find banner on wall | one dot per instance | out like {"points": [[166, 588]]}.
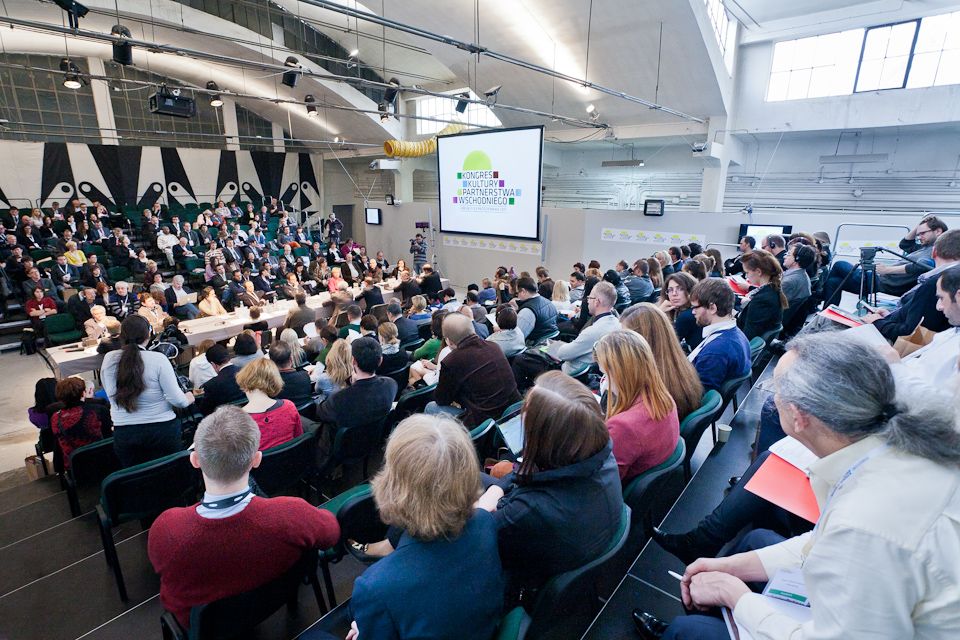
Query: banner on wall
{"points": [[642, 236], [493, 244]]}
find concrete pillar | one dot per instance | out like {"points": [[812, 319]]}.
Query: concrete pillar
{"points": [[229, 114], [101, 102]]}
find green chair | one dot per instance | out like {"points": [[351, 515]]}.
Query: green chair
{"points": [[89, 464], [60, 328], [287, 466], [651, 494], [693, 425], [142, 492], [568, 602]]}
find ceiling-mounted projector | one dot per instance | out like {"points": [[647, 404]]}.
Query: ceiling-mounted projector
{"points": [[166, 103]]}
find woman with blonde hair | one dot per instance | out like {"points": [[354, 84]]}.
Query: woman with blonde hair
{"points": [[426, 492], [298, 355], [641, 415], [676, 371], [278, 420], [338, 367]]}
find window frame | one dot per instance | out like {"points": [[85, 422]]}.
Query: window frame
{"points": [[863, 47]]}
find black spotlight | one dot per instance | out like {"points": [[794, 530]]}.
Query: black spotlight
{"points": [[215, 99], [291, 78], [390, 95], [122, 50], [71, 74], [462, 102]]}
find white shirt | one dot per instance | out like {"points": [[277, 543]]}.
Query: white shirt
{"points": [[711, 332], [884, 560]]}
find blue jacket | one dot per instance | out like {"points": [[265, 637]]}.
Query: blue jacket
{"points": [[724, 358], [437, 589], [559, 519]]}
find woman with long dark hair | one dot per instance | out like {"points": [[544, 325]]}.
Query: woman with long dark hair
{"points": [[143, 391]]}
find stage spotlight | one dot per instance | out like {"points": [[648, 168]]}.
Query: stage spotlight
{"points": [[291, 78], [215, 99], [122, 50], [71, 74]]}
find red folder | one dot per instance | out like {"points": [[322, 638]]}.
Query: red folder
{"points": [[784, 485]]}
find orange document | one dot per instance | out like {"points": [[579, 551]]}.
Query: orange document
{"points": [[786, 486]]}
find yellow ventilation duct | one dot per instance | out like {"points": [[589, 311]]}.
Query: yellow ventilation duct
{"points": [[404, 149]]}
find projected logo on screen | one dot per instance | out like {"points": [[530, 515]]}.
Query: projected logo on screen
{"points": [[481, 187]]}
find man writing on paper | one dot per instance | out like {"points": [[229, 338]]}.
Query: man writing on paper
{"points": [[884, 560]]}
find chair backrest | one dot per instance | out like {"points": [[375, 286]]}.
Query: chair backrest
{"points": [[286, 464], [93, 462], [568, 602], [147, 489], [693, 426], [237, 615], [651, 494]]}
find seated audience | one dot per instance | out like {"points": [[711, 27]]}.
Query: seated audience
{"points": [[277, 419], [297, 387], [506, 335], [562, 506], [641, 415], [222, 388], [761, 310], [143, 391], [210, 305], [200, 369], [675, 302], [394, 358], [77, 423], [100, 325], [475, 376], [447, 550], [336, 373], [884, 547], [724, 353], [678, 375], [233, 541]]}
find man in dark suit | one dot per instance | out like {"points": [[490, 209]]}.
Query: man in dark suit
{"points": [[406, 328], [222, 388]]}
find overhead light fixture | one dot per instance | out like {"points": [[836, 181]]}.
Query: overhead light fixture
{"points": [[392, 91], [491, 94], [291, 78], [122, 50], [71, 74], [215, 99]]}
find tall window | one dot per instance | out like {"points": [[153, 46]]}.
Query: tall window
{"points": [[446, 109], [815, 67], [936, 56], [906, 55], [886, 56], [724, 29]]}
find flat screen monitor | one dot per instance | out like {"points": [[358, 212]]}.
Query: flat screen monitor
{"points": [[490, 182], [760, 231], [512, 433]]}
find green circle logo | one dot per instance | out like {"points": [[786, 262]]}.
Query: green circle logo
{"points": [[477, 161]]}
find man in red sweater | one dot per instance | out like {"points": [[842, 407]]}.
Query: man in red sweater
{"points": [[232, 541]]}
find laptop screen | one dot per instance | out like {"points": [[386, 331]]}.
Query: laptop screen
{"points": [[512, 432]]}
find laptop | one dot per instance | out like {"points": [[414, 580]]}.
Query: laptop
{"points": [[512, 433]]}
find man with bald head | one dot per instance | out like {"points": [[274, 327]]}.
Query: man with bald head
{"points": [[476, 381]]}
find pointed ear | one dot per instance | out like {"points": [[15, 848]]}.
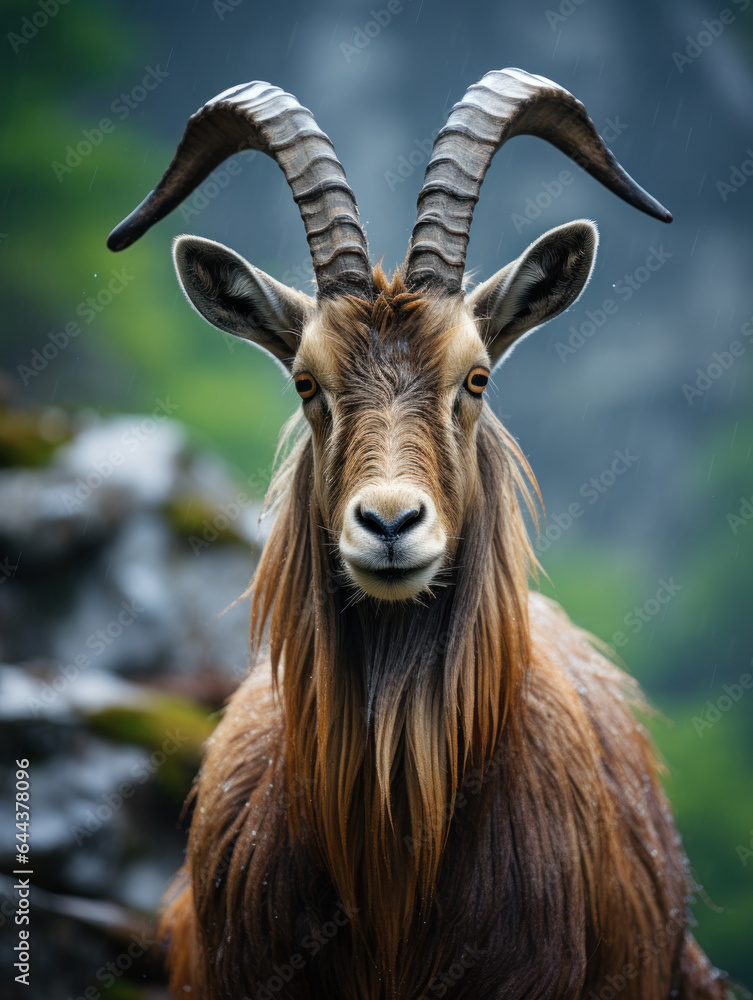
☆ ☆ ☆ ☆ ☆ ☆ ☆
TASK STATEMENT. Extract every line of the records above that contains the word "black", copying each one in full.

RESULT.
find black spotlight | one dot per instance | out like {"points": [[794, 530]]}.
Query: black spotlight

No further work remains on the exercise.